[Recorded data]
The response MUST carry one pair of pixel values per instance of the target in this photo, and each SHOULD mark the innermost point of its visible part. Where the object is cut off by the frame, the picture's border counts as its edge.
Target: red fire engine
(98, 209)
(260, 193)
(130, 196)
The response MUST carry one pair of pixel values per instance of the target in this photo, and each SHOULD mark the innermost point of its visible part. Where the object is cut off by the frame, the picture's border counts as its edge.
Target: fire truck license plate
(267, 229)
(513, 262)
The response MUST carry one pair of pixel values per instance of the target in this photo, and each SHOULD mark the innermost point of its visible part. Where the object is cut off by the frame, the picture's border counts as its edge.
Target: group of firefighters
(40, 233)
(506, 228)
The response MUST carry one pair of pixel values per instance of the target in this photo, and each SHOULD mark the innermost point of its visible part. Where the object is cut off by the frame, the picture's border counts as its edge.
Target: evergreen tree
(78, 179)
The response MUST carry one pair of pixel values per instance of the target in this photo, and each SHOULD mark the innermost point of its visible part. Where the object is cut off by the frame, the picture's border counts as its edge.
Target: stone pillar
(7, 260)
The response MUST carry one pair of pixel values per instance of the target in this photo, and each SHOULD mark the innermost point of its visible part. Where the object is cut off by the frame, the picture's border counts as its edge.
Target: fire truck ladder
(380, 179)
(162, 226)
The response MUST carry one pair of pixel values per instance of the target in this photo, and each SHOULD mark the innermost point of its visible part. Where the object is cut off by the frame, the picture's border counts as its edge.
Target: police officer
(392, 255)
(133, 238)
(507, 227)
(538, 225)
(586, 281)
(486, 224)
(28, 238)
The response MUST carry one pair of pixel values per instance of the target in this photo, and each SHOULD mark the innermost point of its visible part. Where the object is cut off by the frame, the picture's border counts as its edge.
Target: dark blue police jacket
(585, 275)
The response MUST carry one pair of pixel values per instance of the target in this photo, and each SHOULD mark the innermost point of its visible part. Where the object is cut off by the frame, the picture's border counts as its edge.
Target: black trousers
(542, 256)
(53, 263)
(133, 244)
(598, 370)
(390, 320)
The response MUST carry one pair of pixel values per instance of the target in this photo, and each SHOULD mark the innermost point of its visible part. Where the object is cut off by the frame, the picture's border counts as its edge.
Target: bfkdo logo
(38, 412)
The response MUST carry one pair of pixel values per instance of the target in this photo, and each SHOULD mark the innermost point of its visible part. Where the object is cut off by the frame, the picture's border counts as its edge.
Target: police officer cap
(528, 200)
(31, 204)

Exercise objective
Using the same words as the original, repeat the records above.

Solution for this problem
The response MUST carry one pair of pixel values per instance of the target in this photo, and each SHOULD mark the innermost point of its visible part. Where the object is cut off by the frame, the picture's border counts as its edge.
Target: red fire engine
(98, 209)
(260, 193)
(130, 196)
The response MUST carry one pair of pixel values per instance of the target in this photo, and each SHOULD mark the innermost point of its visible part. Where the object is cut off by the frame, the picture's border counts as its edge.
Target: fire truck license plate
(267, 229)
(513, 262)
The response MUST carry one pair of pixel values per instance of the target in this photo, and each SHOULD mark the innermost point of its visible part. Where the object is cut off by the frame, the picture's border counts as its edge.
Target: group of firefighters
(40, 233)
(506, 228)
The response MUST carry one pair of pixel values per instance of the target in this photo, and each SHOULD mark the innermost point of its visible part. Where the object is cut off by the frame, the picture's border counts as its edge.
Target: evergreen tree
(78, 179)
The response MUST carry one pair of pixel values per instance of the target in this photo, and each SHOULD mark the innermost point of its visible part. Where the object is cut off by the frame, the picture's border counts as its edge.
Target: stone pillar
(7, 260)
The response MUST carry one pair of pixel values per instance of the target in this photo, and each SHOULD mark the innermost point of its visible part. Where the object is cut off by the frame, the picture's border counts as its edge.
Target: fire truck ladder
(380, 179)
(162, 226)
The response MUST carry one pair of pixel values per instance of the target in this photo, and each SHOULD mark the innermost point of its visible part. Where the object is cut off by the frame, the picture's border counts as its edge.
Target: police officer
(392, 255)
(133, 238)
(507, 227)
(538, 225)
(586, 281)
(486, 224)
(28, 238)
The response MUST carry one pair of pixel values per instance of the target in this photo, and each SHOULD mark the innermost point of its visible part. Where the object is cut off by the frame, the picture's border counts as its edge.
Target: dark blue police jacket
(585, 275)
The response MUST carry one pair of pixel values per instance of the target in this photo, and each SHOULD mark the innermost point of its visible part. Where the object is cut off by the frame, the picture's border counts as its edge.
Target: black trousers
(542, 256)
(53, 263)
(133, 244)
(598, 370)
(390, 320)
The response MUST carry one pair of pixel values per instance of the target in this photo, and each SHOULD mark the innermost point of its visible part. Where the object is cut off by the frame, the picture's border counts as its edge.
Target: bfkdo logo
(38, 412)
The response MUST carry one pair of pixel values per instance of the target in this photo, and each SHOULD mark the innermost point of its visible part. Where the object is cut off by the frame, the picture's border counts as its edge.
Target: police officer cap
(528, 200)
(31, 204)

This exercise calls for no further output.